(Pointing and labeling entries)

_____

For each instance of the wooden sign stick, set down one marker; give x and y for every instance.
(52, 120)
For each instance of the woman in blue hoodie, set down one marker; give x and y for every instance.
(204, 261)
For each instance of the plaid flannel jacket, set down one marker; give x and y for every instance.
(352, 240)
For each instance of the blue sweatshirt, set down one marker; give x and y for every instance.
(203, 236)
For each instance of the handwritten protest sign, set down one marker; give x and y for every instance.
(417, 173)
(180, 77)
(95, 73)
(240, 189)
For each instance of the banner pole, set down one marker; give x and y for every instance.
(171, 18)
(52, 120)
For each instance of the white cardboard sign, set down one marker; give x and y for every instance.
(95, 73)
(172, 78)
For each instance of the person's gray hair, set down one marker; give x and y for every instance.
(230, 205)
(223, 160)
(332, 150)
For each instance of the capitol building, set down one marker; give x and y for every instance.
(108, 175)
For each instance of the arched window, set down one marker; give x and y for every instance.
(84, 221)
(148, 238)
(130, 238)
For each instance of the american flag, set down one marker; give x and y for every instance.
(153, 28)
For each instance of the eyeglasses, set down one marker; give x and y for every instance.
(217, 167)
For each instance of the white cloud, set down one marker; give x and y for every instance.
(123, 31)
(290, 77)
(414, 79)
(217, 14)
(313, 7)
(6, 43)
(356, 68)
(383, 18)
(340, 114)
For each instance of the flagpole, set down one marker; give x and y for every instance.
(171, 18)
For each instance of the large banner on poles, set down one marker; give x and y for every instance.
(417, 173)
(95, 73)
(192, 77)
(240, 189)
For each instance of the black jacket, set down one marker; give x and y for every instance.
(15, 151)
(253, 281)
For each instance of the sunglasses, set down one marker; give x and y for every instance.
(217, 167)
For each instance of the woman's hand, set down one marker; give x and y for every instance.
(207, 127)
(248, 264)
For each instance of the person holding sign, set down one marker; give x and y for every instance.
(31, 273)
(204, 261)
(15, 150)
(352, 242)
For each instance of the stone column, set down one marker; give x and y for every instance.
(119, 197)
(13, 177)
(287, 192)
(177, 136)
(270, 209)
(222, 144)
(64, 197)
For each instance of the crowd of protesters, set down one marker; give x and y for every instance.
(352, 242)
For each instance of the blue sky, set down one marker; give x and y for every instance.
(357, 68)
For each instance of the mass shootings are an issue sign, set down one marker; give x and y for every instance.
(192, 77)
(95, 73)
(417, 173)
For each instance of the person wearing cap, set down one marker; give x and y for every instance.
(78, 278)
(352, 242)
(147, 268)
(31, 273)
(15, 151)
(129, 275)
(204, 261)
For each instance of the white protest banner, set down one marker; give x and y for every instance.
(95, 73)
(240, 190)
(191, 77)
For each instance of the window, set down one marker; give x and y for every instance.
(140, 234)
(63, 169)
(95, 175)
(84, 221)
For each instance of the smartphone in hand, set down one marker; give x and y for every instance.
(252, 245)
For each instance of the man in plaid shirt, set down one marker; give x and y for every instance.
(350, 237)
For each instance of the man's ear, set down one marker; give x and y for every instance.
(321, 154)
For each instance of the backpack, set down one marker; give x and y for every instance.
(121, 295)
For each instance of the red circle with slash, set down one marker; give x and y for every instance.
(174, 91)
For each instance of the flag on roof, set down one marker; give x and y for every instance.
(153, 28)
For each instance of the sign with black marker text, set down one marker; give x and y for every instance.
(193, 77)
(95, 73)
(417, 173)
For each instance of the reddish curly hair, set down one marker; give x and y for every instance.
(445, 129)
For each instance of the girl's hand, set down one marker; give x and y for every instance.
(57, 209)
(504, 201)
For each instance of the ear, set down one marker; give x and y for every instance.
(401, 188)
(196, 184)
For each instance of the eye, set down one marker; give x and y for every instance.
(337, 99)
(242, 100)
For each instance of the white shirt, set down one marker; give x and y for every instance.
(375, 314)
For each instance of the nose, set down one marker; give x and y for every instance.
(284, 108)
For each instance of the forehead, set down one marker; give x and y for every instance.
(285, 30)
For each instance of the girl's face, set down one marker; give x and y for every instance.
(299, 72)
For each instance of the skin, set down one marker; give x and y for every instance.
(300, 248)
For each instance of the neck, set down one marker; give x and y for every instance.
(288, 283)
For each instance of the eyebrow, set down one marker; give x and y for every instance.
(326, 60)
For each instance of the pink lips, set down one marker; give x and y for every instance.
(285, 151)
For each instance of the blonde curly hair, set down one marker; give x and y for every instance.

_____

WHAT THE TASK REQUIRES: Type out the entries again, word for word.

EXERCISE RESULT:
For each instance of the wooden sign stick, set down one marker; give x and y for every instance.
(52, 120)
For each instance of the woman in blue hoodie, set down one marker; give x and y for every instance.
(204, 261)
For each instance of the plaid flannel jacket, set down one marker; give x and y for every instance.
(352, 240)
For each instance of the blue sweatshirt, set down one marker; give x and y for every instance.
(203, 236)
For each instance of the handwritten protest sign, set down one marker; give x and y for every instance.
(417, 173)
(180, 77)
(95, 73)
(240, 189)
For each instance of the banner pole, set down one marker; give x and y for every instance.
(171, 18)
(52, 120)
For each instance of the white cardboard sign, set down one marker; give x and y for every instance.
(95, 73)
(172, 78)
For each instance of the person's gray hair, set down one marker; give x and y for every instance.
(230, 205)
(223, 160)
(332, 150)
For each instance of the capitol building, set down one marker; give x and y for every instance.
(108, 175)
For each instance of the arched window, set down one marker; give x and y for every instance.
(84, 221)
(148, 238)
(130, 238)
For each instance of the american flag, set down one marker; give x and y for every instance.
(153, 28)
For each instance of the eyeglasses, set down one marker; give x and y for every instance.
(217, 167)
For each instance of the white cloud, set down one marker; give x and y for every instance.
(123, 31)
(290, 77)
(414, 79)
(217, 14)
(313, 7)
(6, 43)
(356, 68)
(383, 18)
(340, 114)
For each instance of the flagpole, set down one marker; give x and y for every instance.
(171, 18)
For each instance of the large banner on poles, set down one marker; give x and y for every instance.
(417, 173)
(95, 73)
(192, 77)
(240, 189)
For each instance of the black jacket, set down one marker; give x and y for every instance.
(15, 151)
(253, 281)
For each instance of the sunglasses, set down one marker; give x and y for every instance.
(217, 167)
For each instance of the woman's hand, set down one marker; give x and y for every instance.
(207, 127)
(248, 264)
For each instance of the person holding sign, set down one marker; give x and y for every instance.
(31, 273)
(204, 261)
(15, 150)
(352, 242)
For each instance of the stone column, set down one marker; give x and y for every instance.
(119, 197)
(13, 177)
(287, 192)
(177, 136)
(270, 209)
(222, 144)
(64, 197)
For each instance of the crowd of protesters, set down one marker; give x and y for every instance.
(352, 242)
For each instance of the blue sky, set down one marker; give x and y for every instance.
(357, 68)
For each instance of the mass shootings are an issue sign, set down one marker; give x and y for every instance.
(192, 77)
(95, 73)
(417, 173)
For each instance of the person wearing cap, set down one marker; give x and y for every instance.
(78, 278)
(352, 242)
(147, 268)
(31, 273)
(15, 151)
(129, 275)
(204, 261)
For each instance of the white protest banner, set down one marker; give x and y for every instance.
(95, 73)
(240, 190)
(191, 77)
For each instance of the window, set down one marker; give x and y for every instance.
(140, 234)
(63, 169)
(95, 175)
(84, 221)
For each instance of the smartphone in hand, set down one marker; give x and y for every instance.
(252, 245)
For each instance of the man in plaid shirt, set down one marker; give x and y for every instance.
(350, 237)
For each instance of the man's ear, set down one marker; give x and y for every instance.
(321, 154)
For each instance of the backpack, set down one marker; give x and y for every instance.
(121, 295)
For each instance of the red circle with slash, set down one marker; give x and y for every instance.
(174, 91)
For each instance of the flag on roof, set down one marker; give x and y for every instance.
(153, 28)
For each instance of the sign with black marker text, set down one marker; give x and y for every instance.
(193, 77)
(95, 73)
(417, 173)
For each instance of the reddish curly hair, set down one marker; give x and y for every instance.
(445, 129)
For each instance of the girl's hand, set down one marker; give x and y for every instance.
(57, 209)
(504, 201)
For each instance of the ear, set down one marker; give x and y for every instance.
(401, 188)
(196, 184)
For each instance of the eye, set down one marker; give x and y for every instance.
(337, 99)
(242, 100)
For each instance of the white shirt, set down one marker; give x and y for every instance.
(375, 314)
For each instance of the nose, set down one marker; give x and y for every instance.
(284, 108)
For each instance of the forehead, set down one marker; give x and y for every instance.
(285, 30)
For each instance of the girl's face, set down one marker; give x and y for every instance.
(299, 72)
For each instance of the skin, set down one marker; give x and y for every instance.
(300, 248)
For each instance of the neck, set down one marker; give x and y for every instance.
(288, 283)
For each instance of the eyebrow, set down one marker; give x and y for every instance.
(326, 60)
For each instance of the pink lips, set down one marker; give x and y for every instance.
(285, 151)
For each instance of the blonde curly hair, set down one marker; give x and y for every instance.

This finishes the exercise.